• [Task instructions]:
The data follows this line. Copy verbatim the line with "Reviewer note: check that every instance of the signage" and each line after it to the end.

---- Material for the task

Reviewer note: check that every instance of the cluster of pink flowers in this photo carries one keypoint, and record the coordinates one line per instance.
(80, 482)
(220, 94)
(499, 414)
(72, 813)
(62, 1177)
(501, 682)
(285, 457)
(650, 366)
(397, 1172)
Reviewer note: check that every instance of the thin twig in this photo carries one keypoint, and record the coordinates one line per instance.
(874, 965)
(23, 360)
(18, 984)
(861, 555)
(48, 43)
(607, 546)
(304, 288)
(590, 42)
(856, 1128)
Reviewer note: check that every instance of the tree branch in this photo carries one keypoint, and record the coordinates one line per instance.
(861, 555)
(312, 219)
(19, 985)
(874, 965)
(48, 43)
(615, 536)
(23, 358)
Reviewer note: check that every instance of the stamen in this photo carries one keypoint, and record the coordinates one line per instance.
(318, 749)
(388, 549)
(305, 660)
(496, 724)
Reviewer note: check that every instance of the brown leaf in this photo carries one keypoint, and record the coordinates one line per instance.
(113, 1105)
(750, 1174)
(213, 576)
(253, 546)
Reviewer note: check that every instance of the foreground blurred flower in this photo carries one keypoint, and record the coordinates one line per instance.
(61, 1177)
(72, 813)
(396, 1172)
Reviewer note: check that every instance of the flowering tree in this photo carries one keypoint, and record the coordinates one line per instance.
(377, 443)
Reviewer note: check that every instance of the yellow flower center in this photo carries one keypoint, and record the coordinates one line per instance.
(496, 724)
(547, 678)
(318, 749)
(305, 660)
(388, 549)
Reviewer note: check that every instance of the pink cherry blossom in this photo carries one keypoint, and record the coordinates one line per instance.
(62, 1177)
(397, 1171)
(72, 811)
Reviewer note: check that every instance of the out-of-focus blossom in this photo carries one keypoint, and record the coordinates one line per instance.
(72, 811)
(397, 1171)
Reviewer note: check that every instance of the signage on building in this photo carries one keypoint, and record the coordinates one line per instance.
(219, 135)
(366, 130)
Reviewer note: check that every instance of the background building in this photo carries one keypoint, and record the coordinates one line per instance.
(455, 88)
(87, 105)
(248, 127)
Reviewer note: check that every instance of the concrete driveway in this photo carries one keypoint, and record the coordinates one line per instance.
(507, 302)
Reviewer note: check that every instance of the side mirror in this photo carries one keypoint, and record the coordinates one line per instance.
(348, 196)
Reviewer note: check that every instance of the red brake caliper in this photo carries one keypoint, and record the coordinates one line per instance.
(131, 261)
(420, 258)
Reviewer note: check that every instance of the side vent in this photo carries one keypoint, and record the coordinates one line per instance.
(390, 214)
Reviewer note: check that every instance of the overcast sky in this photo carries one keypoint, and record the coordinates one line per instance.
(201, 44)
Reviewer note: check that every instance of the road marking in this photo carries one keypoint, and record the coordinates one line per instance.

--------

• [Solution to the exercise]:
Reviewer note: check that every instance of the signage on building in this photo carries one keypoint, and record the coordinates one line per instance.
(219, 135)
(366, 130)
Reviewer note: check that every instance of the background building in this photo carries one keypoint, and record the coordinates one line per instance.
(455, 88)
(87, 105)
(248, 127)
Reviewer note: check that every instance of the concrete driveway in this photo carries one keypoint, and record the coordinates one line per instance.
(507, 302)
Reviewer note: check that every instance of the side mirror in this photo carries one keypoint, and record the coordinates one line per instance.
(348, 196)
Reviewer note: check that every instance of the red brake caliper in this photo carries one keypoint, and record the coordinates one line per instance.
(131, 261)
(420, 258)
Reviewer note: check that every instance of the side vent in this photo carries one keypoint, and record the coordinates one line per instance.
(390, 214)
Reviewer note: check that every instance of the overcast sky in this photo carries one keypoint, and record the coordinates one line per instance.
(201, 44)
Reviewer note: check that every instance of the road marking in this photo carries one keypoint, and record the coordinates one line per instance.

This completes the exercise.